Instructions for the task
Transcribe each entry. Change nothing.

Saved entries:
···
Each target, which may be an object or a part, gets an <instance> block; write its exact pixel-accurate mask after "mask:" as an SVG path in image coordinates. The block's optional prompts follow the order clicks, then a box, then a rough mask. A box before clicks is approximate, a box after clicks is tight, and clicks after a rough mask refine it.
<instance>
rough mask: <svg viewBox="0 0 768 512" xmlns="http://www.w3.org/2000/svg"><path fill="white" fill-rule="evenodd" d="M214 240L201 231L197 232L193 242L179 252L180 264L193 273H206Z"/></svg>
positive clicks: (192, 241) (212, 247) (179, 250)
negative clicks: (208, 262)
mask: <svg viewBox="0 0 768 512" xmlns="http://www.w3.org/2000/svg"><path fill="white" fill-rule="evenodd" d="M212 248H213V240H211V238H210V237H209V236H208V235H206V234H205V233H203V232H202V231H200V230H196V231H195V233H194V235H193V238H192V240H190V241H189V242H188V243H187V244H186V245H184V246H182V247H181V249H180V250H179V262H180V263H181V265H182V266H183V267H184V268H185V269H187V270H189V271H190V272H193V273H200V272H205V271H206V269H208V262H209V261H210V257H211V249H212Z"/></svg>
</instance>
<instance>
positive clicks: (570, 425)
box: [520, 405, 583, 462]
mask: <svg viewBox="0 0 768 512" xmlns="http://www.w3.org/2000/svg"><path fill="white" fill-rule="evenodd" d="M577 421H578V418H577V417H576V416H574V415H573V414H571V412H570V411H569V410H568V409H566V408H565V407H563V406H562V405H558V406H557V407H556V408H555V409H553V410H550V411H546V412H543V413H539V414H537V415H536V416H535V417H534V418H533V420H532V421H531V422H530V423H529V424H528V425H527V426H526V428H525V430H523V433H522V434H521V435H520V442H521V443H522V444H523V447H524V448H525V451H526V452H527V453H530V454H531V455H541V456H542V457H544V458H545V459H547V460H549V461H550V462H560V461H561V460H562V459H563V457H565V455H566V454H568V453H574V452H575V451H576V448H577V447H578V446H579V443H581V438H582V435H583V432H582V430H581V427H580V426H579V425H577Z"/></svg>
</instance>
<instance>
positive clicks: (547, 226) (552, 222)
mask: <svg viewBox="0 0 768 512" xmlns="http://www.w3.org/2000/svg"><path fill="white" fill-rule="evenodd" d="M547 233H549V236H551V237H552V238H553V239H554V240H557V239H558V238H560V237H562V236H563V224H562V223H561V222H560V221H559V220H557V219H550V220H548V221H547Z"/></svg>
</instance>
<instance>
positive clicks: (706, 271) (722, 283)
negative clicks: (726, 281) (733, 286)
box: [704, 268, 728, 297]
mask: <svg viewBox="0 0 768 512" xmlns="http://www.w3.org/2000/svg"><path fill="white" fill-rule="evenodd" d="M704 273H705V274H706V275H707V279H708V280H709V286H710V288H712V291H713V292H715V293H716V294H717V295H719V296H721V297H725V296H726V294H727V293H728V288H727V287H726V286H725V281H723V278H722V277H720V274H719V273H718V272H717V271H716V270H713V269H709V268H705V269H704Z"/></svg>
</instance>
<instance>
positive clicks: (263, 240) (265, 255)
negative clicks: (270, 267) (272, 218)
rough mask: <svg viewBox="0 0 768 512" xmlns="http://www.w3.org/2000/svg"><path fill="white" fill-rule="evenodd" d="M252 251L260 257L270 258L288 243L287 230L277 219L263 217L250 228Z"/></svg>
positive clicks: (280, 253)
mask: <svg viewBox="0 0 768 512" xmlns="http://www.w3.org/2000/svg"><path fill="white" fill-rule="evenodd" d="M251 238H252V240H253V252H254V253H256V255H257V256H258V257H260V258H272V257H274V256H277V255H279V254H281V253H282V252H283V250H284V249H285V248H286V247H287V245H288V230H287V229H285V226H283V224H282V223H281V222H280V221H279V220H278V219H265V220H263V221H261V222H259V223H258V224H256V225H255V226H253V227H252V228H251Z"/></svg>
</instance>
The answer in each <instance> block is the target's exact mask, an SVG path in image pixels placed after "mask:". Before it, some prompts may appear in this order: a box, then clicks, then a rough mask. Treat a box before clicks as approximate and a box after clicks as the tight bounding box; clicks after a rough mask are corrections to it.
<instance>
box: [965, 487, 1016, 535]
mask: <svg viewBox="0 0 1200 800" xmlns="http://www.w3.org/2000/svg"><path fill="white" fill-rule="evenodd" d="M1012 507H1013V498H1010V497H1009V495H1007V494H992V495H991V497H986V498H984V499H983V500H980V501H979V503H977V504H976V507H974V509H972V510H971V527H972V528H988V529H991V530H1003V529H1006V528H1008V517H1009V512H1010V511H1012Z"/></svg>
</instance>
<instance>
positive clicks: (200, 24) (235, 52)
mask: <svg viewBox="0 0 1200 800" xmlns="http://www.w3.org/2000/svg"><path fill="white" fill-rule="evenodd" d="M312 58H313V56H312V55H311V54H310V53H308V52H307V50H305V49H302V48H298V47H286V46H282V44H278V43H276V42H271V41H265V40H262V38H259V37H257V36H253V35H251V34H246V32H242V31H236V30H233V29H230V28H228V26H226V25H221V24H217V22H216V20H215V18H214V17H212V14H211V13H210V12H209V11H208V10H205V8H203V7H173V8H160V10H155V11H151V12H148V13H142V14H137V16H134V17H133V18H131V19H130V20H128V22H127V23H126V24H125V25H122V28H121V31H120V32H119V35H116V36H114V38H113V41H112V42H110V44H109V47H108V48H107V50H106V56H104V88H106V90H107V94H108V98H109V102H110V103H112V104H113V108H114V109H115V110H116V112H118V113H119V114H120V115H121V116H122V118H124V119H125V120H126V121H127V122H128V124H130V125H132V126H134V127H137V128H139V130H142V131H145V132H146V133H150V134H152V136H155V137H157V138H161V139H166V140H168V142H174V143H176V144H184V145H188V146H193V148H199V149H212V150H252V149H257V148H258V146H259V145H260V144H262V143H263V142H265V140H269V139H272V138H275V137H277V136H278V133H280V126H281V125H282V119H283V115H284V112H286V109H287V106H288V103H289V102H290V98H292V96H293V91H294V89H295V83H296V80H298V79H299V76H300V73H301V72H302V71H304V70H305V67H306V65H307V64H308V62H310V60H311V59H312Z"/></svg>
···
Solution
Each target, which may be an object or a part, gets an <instance> block; write its exact pixel-accurate mask after "mask:" as an SVG path in image coordinates. The block's optional prompts follow the order clicks, then a box, then a rough mask. A box before clicks is approximate, a box after clicks is tight, and clicks after a rough mask refine it.
<instance>
rough mask: <svg viewBox="0 0 768 512" xmlns="http://www.w3.org/2000/svg"><path fill="white" fill-rule="evenodd" d="M214 240L201 231L197 232L193 242L179 252L180 264L193 273H206Z"/></svg>
positive clicks: (192, 241) (212, 247) (179, 250)
negative clicks: (208, 262)
mask: <svg viewBox="0 0 768 512" xmlns="http://www.w3.org/2000/svg"><path fill="white" fill-rule="evenodd" d="M212 248H213V240H211V238H210V237H209V236H208V235H206V234H205V233H203V232H202V231H200V230H196V231H195V233H194V235H193V238H192V240H190V241H189V242H188V243H187V244H186V245H184V246H182V247H181V249H180V250H179V262H180V263H181V265H182V266H183V267H184V268H185V269H187V270H189V271H190V272H193V273H200V272H205V271H206V269H208V262H209V261H210V257H211V249H212Z"/></svg>
</instance>
<instance>
positive clicks: (570, 425)
box: [520, 405, 583, 462]
mask: <svg viewBox="0 0 768 512" xmlns="http://www.w3.org/2000/svg"><path fill="white" fill-rule="evenodd" d="M577 421H578V418H577V417H576V416H574V415H573V414H571V412H570V411H569V410H568V409H566V408H565V407H563V406H562V405H558V406H557V407H556V408H555V409H553V410H550V411H546V412H543V413H539V414H537V415H536V416H535V417H534V418H533V420H532V421H531V422H530V423H529V424H528V425H527V426H526V428H525V430H523V433H522V434H521V435H520V442H521V443H522V444H523V447H524V448H525V451H526V452H527V453H530V454H531V455H541V456H542V457H544V458H545V459H547V460H549V461H550V462H560V461H561V460H562V459H563V457H565V455H566V454H568V453H574V452H575V451H576V448H577V447H578V446H579V443H581V438H582V435H583V432H582V430H581V427H580V426H579V425H577Z"/></svg>
</instance>
<instance>
positive clicks: (547, 226) (552, 222)
mask: <svg viewBox="0 0 768 512" xmlns="http://www.w3.org/2000/svg"><path fill="white" fill-rule="evenodd" d="M547 233H549V236H551V237H552V238H553V239H554V240H557V239H558V238H560V237H562V236H563V224H562V223H561V222H560V221H559V220H557V219H550V220H548V221H547Z"/></svg>
</instance>
<instance>
positive clicks: (706, 271) (722, 283)
negative clicks: (726, 281) (733, 286)
box: [704, 268, 728, 297]
mask: <svg viewBox="0 0 768 512" xmlns="http://www.w3.org/2000/svg"><path fill="white" fill-rule="evenodd" d="M704 273H705V274H706V275H707V279H708V280H709V286H710V288H712V291H713V292H715V293H716V294H717V295H719V296H721V297H725V296H726V294H727V293H728V288H727V287H726V286H725V281H723V278H722V277H720V274H719V273H718V272H717V271H716V270H713V269H709V268H705V269H704Z"/></svg>
</instance>
<instance>
positive clicks: (263, 240) (265, 255)
negative clicks: (270, 267) (272, 218)
rough mask: <svg viewBox="0 0 768 512" xmlns="http://www.w3.org/2000/svg"><path fill="white" fill-rule="evenodd" d="M252 251L260 257L270 258L288 243L287 230L277 219L263 217L250 228Z"/></svg>
positive clicks: (280, 253)
mask: <svg viewBox="0 0 768 512" xmlns="http://www.w3.org/2000/svg"><path fill="white" fill-rule="evenodd" d="M251 238H252V240H253V252H254V253H256V255H257V256H258V257H260V258H272V257H274V256H277V255H279V254H281V253H282V252H283V250H284V249H285V248H286V247H287V245H288V230H287V229H285V226H283V224H282V223H281V222H280V221H279V220H278V219H265V220H263V221H261V222H259V223H258V224H256V225H255V226H253V227H252V228H251Z"/></svg>
</instance>
The answer in each <instance> block is the target's exact mask, an SVG path in image pixels placed after "mask:". Before it, some prompts may appear in this order: a box, then clicks, then a rough mask. Treat a box before clicks as approximate and a box after clicks as the tight bounding box; clicks after a rough mask are corrections to it.
<instance>
box: [965, 487, 1016, 535]
mask: <svg viewBox="0 0 1200 800" xmlns="http://www.w3.org/2000/svg"><path fill="white" fill-rule="evenodd" d="M1012 507H1013V498H1010V497H1009V495H1007V494H992V495H991V497H986V498H984V499H983V500H980V501H979V503H977V504H976V507H974V509H972V510H971V527H972V528H988V529H991V530H1003V529H1006V528H1008V517H1009V512H1010V511H1012Z"/></svg>
</instance>
<instance>
positive clicks: (200, 24) (235, 52)
mask: <svg viewBox="0 0 1200 800" xmlns="http://www.w3.org/2000/svg"><path fill="white" fill-rule="evenodd" d="M312 58H313V56H312V55H311V54H310V53H308V52H307V50H305V49H302V48H298V47H286V46H282V44H278V43H276V42H271V41H265V40H262V38H259V37H257V36H253V35H251V34H246V32H242V31H236V30H233V29H230V28H228V26H226V25H221V24H217V22H216V20H215V18H214V17H212V14H211V13H210V12H209V11H208V10H205V8H203V7H173V8H160V10H155V11H151V12H148V13H142V14H137V16H134V17H133V18H131V19H130V20H128V22H127V23H126V24H125V25H122V28H121V31H120V32H119V35H116V36H114V38H113V41H112V42H110V44H109V47H108V48H107V50H106V56H104V88H106V90H107V94H108V98H109V102H110V103H112V104H113V108H114V109H115V110H116V112H118V113H119V114H120V115H121V116H122V118H124V119H125V120H126V121H127V122H128V124H130V125H132V126H134V127H137V128H139V130H142V131H145V132H146V133H150V134H152V136H155V137H157V138H161V139H166V140H168V142H174V143H176V144H184V145H188V146H193V148H199V149H212V150H252V149H257V148H258V146H259V145H260V144H262V143H263V142H265V140H269V139H272V138H275V137H277V136H278V133H280V126H281V125H282V119H283V115H284V112H286V109H287V106H288V103H289V102H290V98H292V96H293V91H294V89H295V83H296V80H298V79H299V76H300V73H301V72H302V71H304V70H305V67H306V65H307V64H308V62H310V60H311V59H312Z"/></svg>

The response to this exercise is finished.